**Brief**
From the recollections of Margaret Thatcher below, extract verbatim the passage that begins with the words "My few face-to-face" and ends with "the video screen.)".

**Excerpt provided**

My memories of Maggie Thatcher
When you met Margaret Thatcher, what you saw was what you got.
My few face-to-face meetings with Mrs. (later Baroness) Thatcher were never one on one, either when she was in power or out of it. But being a foreign correspondent is a great way to be a fly on a wall and eyeball the great and famous close-up.
And there is a quality to people in person that all the TV and video exposure in the world can’t equal. (The first President Bush, for example, was a vastly more impressive, intelligent, commanding and likeable person than the image he somehow projected on television. His son, the second President Bush, was always far less impressive in person that on the video screen.)
From what I saw of Thatcher over the years, her tremendous strength came from her very simplicity. She was like a classic sculpture or weapon carved or machined from a single block of marble, granite – or best of all, tungsten steel.
She was a genteel middle class English lady typical of the standards and values of that particular breed over the past 200 years. One senses she and Jane Austin would have gotten on extremely well. She would have had no time for the Bronte sisters – far too tragic, unstable and plain weepy for her tastes.
Her tastes and values were those of middle-class England in the first half of the 20th century. She never cursed or used strong language. She was always the soul of polite and proper behavior. But she was also entirely certain of her self-righteousness. Like President Harry S. Truman, with whom she has surprisingly much in common, she never for a second, was even tempted to succumb to what late Secretary of State Dean Acheson called the most enfeebling of emotions – regret.
Her qualities of mind and soul were long underestimated – and still are. Although just the daughter of an obscure grocer from Grantham in the heart of England, she won her way into Oxford University. She studied chemistry and was outstanding at it. Her early professors were unanimous that she would have had an outstanding scientific career doing major research if she had wanted to.
Instead, politics was her ambition and her passion: She was an exceptionally successful professional politician for a quarter of a century, including two decades in the House of Commons, before she became Prime Minister.

**Dataset**
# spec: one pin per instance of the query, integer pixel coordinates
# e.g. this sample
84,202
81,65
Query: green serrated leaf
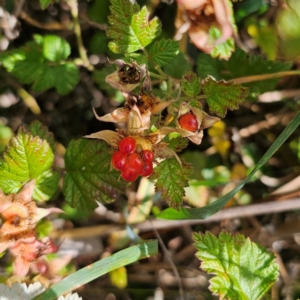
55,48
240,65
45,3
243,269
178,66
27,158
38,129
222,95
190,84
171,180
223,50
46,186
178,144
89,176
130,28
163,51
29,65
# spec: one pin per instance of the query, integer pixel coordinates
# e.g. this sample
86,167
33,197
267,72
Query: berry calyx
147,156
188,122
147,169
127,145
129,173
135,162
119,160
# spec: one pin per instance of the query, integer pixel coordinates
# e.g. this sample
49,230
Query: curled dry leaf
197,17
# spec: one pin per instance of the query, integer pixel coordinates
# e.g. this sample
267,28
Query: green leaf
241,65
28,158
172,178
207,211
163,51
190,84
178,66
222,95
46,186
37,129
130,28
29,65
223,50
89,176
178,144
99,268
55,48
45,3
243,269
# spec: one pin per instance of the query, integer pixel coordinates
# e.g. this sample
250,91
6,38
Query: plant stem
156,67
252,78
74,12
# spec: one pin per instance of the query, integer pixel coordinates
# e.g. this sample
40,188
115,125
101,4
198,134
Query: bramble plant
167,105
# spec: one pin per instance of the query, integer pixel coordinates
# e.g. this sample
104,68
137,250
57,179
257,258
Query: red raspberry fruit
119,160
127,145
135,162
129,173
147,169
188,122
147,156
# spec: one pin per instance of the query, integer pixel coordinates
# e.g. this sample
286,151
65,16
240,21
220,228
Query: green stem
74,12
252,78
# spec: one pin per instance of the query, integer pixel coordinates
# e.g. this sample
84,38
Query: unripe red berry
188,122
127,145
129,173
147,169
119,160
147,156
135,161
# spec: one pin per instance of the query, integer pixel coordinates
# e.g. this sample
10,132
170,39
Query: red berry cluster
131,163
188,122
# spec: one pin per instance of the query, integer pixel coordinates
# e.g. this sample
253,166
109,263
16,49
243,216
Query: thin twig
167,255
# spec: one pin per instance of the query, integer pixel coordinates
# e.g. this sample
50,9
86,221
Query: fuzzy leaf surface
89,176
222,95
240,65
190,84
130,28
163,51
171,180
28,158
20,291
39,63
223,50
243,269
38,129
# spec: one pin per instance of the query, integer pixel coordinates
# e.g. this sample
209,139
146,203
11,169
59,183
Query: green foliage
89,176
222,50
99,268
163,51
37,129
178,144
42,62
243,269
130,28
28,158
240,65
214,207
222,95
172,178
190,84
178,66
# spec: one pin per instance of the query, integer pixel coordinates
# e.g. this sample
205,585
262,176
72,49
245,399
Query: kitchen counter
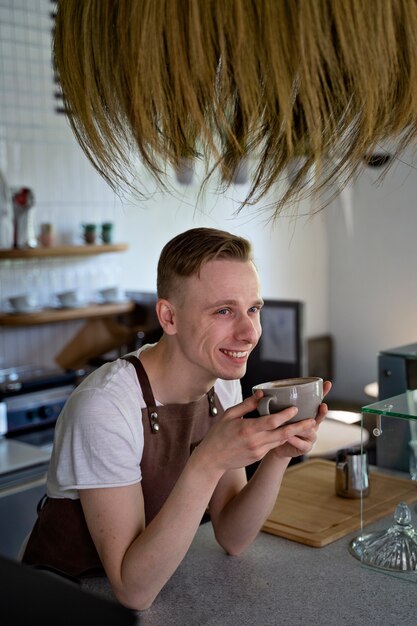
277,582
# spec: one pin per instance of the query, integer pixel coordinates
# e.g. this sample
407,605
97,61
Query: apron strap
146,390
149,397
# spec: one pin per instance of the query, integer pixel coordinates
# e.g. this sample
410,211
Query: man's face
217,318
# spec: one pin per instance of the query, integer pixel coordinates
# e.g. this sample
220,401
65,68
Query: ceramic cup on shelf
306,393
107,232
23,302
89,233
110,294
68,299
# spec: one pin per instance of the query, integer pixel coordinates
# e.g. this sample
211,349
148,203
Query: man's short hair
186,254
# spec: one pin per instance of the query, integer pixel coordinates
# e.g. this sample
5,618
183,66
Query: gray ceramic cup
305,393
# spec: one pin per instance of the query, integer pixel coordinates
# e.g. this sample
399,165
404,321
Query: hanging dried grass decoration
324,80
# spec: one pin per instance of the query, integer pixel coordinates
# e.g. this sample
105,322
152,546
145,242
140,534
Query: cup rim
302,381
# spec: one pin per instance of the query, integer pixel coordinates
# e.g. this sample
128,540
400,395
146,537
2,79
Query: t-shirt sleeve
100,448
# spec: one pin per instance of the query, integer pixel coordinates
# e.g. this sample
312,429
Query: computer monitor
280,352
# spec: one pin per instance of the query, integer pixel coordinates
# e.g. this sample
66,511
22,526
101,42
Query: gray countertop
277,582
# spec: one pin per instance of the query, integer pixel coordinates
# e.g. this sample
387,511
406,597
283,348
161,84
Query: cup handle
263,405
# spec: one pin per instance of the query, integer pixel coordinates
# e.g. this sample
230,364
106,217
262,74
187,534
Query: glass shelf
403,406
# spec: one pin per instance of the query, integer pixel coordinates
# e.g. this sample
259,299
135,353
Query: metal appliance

**Result of this exercise**
My few face-to-face meetings with Mrs. (later Baroness) Thatcher were never one on one, either when she was in power or out of it. But being a foreign correspondent is a great way to be a fly on a wall and eyeball the great and famous close-up.
And there is a quality to people in person that all the TV and video exposure in the world can’t equal. (The first President Bush, for example, was a vastly more impressive, intelligent, commanding and likeable person than the image he somehow projected on television. His son, the second President Bush, was always far less impressive in person that on the video screen.)